Note, the cell will first report that it is activating, then that the backtesting job is active. This merely means that it is executing the inference process, give it more time until the cell fully completes before looking for anomalies.

In [None]:
utility.wait_anomaly_detector( L4M, anomaly_detector_arn )

## Validate results

After backtesting is finished, you can visually validate the historical anomalies via the console or inspect the results by running the commands below. It is recommended that you start your exploration in the console however. The console will be your tool for viewing and understanding alerts in the online mode later, this way you start to get familiar with the process.

In [None]:
anomaly_groups = []
next_token = None
first_response = None

while True:
    params = {
        "AnomalyDetectorArn" : anomaly_detector_arn,
        "SensitivityThreshold" : 50,
        "MaxResults" : 100,
    }
    
    if next_token:
        params["NextToken"] = next_token
    
    response = L4M.list_anomaly_group_summaries( **params )
    if first_response is None:
        first_response = response
    
    anomaly_groups += response["AnomalyGroupSummaryList"]
    
    if "NextToken" in response:
        next_token = response["NextToken"]
        continue
    break

first_response

And to dive even deeper into a specific anomaly group, simlpy choose your anomaly group of interest and drill down to it's time-series. Here you will use the first anomaly group in the list.


## Exporting Results

To do that, simply open `4.ExportingAnomalies.ipynb` and it will guide you through creating a CSV file of all the anomalies found.

## Clean up resources 

Once you have completed backtesting, you can start to cleanup the resources that were created. Before cleaning up, you can visit the "Anomalies" page of the Amazon Lookout for Metrics console, and visually check the detected anomalies.

Note this will erase all the resources that have been created, so wait to run this until you are sure you wish to delete everything.

**NOTE IF YOU DELETE THE ROLE BELOW YOU NEED TO CREATE IT AGAIN BEFORE YOU CAN BUILD THE CONTINOUS DETECTOR**

In [None]:
answer = input("Delete resources? (y/n)")
if answer=="y":
    delete_resources = True
else:
    delete_resources = False
    
if delete_resources:
    L4M.delete_anomaly_detector( AnomalyDetectorArn = anomaly_detector_arn )
    utility.wait_delete_anomaly_detector( L4M, anomaly_detector_arn )
    utility.delete_iam_role(role_name)
else:
    print("Not deteleting resources.")

# # #

WRITTEN REQUEST 1 - In the Lookout for Metrics backtesting text, which notebook file should be opened to export the anomalies to a CSV file?
WRITTEN REQUEST 2 - List every section heading in the Lookout for Metrics backtesting text.
The lines that come after this are not needed here.

DATA EXCERPT -
# # #

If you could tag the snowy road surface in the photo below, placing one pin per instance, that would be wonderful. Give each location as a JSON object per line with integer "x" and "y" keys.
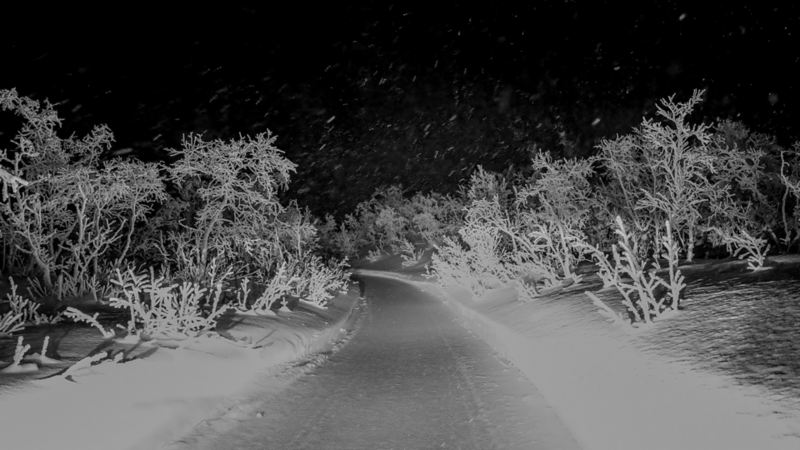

# # #

REPLY 1 - 4.ExportingAnomalies.ipynb

REPLY 2 -
Validate results
Exporting Results
Clean up resources